The exercise: Return the lines of the records below word for word, starting at the line containing "Bet you can't find green foliage" and ending at the line containing "[0,0,110,161]", with both of those lines included.

Entries supplied:
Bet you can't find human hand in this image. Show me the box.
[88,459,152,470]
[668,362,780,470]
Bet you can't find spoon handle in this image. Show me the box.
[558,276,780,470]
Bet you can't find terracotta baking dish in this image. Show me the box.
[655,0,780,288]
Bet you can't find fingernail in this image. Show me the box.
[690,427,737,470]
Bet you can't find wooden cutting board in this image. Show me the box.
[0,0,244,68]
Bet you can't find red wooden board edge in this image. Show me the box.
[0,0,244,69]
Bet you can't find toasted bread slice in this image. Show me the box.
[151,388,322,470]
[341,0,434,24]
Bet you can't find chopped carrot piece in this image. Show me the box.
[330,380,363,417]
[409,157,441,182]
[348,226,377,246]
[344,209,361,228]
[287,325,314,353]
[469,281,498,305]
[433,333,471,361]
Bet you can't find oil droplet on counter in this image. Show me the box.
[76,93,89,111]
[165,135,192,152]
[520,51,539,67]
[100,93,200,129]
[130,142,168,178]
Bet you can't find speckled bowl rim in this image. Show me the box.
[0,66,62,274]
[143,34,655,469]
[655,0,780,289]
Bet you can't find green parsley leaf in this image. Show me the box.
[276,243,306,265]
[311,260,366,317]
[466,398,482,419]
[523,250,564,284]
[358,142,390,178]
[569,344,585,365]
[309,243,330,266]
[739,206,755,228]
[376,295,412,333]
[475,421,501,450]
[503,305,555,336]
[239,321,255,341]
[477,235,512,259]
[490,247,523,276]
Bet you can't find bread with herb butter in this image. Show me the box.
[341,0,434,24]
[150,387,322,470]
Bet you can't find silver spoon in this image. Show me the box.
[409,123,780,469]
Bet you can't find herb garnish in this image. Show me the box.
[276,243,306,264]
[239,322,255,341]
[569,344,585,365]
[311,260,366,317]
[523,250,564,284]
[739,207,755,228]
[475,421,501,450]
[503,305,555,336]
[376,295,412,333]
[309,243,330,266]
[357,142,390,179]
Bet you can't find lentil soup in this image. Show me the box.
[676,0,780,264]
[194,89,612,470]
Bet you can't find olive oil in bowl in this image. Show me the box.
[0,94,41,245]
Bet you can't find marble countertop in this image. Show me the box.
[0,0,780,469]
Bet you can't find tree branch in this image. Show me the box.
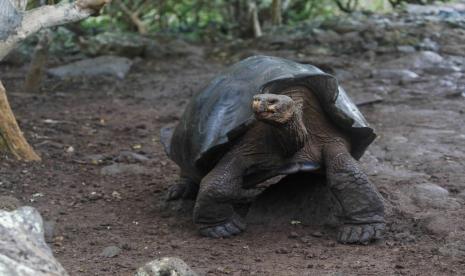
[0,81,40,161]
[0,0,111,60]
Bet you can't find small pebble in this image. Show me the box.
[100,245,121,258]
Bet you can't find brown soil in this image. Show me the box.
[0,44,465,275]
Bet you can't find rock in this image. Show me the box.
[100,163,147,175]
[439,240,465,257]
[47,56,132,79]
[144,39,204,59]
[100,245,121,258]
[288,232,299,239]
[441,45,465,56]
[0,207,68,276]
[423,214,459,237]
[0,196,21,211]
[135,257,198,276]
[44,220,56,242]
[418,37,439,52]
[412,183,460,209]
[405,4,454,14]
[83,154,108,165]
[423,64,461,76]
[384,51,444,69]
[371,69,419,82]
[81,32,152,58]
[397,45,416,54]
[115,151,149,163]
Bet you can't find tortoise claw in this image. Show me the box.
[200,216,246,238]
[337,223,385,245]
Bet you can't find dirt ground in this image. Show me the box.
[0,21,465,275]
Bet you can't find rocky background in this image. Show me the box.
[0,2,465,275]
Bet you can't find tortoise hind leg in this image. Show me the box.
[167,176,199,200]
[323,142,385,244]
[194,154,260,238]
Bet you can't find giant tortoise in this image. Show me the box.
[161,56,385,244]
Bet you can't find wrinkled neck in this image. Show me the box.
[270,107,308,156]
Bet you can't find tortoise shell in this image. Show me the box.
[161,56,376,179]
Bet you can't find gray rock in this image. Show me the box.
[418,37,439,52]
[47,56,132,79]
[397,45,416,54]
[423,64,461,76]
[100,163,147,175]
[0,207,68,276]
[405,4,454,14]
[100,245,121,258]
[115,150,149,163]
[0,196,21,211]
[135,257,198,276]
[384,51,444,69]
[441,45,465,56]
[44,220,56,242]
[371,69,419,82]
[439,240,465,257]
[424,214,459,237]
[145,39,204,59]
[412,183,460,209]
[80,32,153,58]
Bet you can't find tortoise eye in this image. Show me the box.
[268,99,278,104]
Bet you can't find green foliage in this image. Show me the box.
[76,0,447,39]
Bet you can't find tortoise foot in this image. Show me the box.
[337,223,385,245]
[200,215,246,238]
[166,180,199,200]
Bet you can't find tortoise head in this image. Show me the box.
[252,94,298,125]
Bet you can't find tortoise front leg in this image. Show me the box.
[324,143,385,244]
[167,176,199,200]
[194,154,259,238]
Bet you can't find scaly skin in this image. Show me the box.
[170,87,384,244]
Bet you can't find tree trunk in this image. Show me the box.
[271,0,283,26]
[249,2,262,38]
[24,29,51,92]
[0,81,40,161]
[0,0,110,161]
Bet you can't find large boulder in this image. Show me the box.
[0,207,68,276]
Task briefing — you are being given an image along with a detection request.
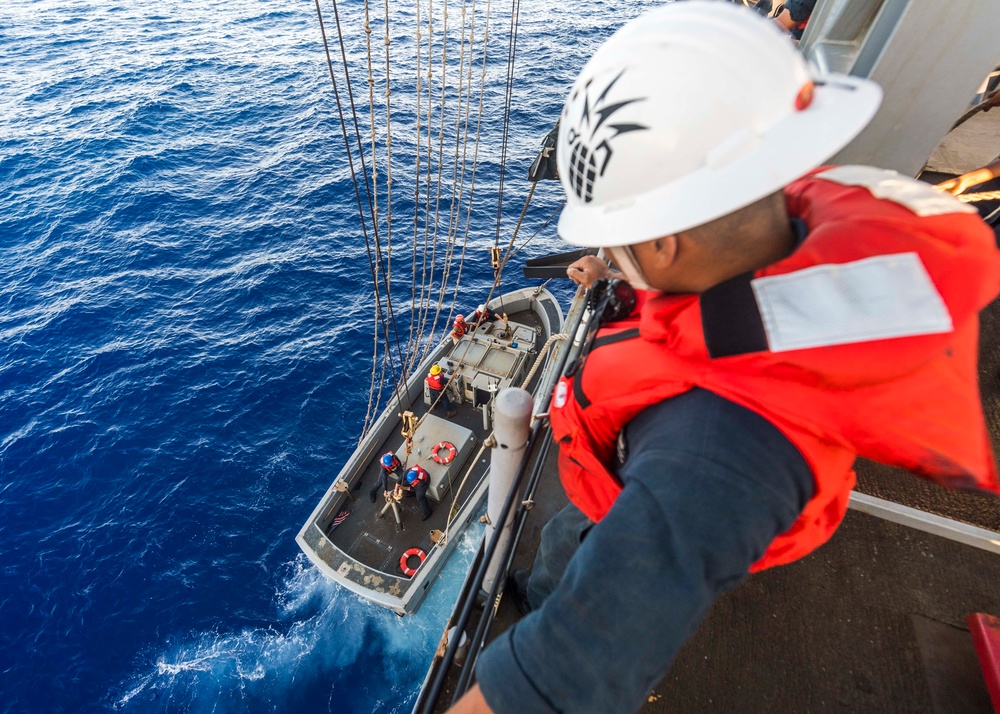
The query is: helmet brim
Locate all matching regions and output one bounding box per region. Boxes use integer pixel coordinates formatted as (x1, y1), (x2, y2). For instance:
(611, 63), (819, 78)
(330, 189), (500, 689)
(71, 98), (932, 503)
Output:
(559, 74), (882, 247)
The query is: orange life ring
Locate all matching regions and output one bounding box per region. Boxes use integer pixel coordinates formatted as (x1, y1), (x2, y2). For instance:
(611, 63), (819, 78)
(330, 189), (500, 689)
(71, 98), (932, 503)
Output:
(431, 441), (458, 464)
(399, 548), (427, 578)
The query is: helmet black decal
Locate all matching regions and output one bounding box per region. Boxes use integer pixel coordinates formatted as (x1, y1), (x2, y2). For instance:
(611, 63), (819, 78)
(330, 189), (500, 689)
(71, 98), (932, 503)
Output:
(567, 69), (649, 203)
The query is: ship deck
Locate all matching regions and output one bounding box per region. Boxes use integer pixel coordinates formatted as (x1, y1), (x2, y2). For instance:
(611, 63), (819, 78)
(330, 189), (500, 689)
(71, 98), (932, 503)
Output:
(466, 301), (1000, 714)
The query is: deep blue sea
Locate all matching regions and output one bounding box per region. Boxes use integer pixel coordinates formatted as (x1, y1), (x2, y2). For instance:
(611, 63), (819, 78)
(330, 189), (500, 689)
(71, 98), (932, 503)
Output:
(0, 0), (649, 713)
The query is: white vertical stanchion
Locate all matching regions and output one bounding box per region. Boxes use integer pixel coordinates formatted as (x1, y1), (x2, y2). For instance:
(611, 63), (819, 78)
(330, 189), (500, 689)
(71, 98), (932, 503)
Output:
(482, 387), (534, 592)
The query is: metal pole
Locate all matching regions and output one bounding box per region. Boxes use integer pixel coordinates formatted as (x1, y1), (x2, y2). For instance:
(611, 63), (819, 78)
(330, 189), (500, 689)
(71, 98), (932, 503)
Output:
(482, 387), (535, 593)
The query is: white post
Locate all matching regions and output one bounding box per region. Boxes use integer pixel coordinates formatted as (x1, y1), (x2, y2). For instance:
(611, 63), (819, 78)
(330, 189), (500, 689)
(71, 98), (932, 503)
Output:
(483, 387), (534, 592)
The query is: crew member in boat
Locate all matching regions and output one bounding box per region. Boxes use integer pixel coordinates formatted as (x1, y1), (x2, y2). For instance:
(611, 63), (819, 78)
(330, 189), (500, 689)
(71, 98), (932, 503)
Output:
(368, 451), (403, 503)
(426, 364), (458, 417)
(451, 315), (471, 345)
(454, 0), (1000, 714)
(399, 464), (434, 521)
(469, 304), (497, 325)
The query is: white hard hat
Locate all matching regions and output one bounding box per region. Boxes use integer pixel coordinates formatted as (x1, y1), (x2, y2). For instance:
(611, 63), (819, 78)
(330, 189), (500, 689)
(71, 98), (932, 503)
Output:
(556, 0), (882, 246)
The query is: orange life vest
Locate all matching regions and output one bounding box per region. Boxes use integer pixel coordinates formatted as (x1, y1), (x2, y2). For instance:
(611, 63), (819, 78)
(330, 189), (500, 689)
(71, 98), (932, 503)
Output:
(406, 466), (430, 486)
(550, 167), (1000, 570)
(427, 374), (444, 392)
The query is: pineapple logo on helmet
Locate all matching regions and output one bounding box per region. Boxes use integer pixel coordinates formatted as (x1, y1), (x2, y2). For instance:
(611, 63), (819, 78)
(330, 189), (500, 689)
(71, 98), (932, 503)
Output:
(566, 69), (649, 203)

Written response:
Bet you can't find green foliage in this image. Show me the box.
[76,0,447,39]
Bet you can't find tortoise foot in this image. Show me the box.
[337,223,385,245]
[200,215,246,238]
[166,180,199,200]
Bet you can't find tortoise head in this image. Show me the box.
[252,94,298,125]
Bet you can't find tortoise front leg in this image. Show me the box.
[324,143,385,244]
[167,176,199,200]
[194,154,259,238]
Bet you can't find scaly skin in this image. Show me the box.
[170,87,384,244]
Bet you can't find tree trunk in this image. Show me the box.
[271,0,283,26]
[249,2,262,38]
[24,29,51,92]
[0,81,40,161]
[0,0,110,161]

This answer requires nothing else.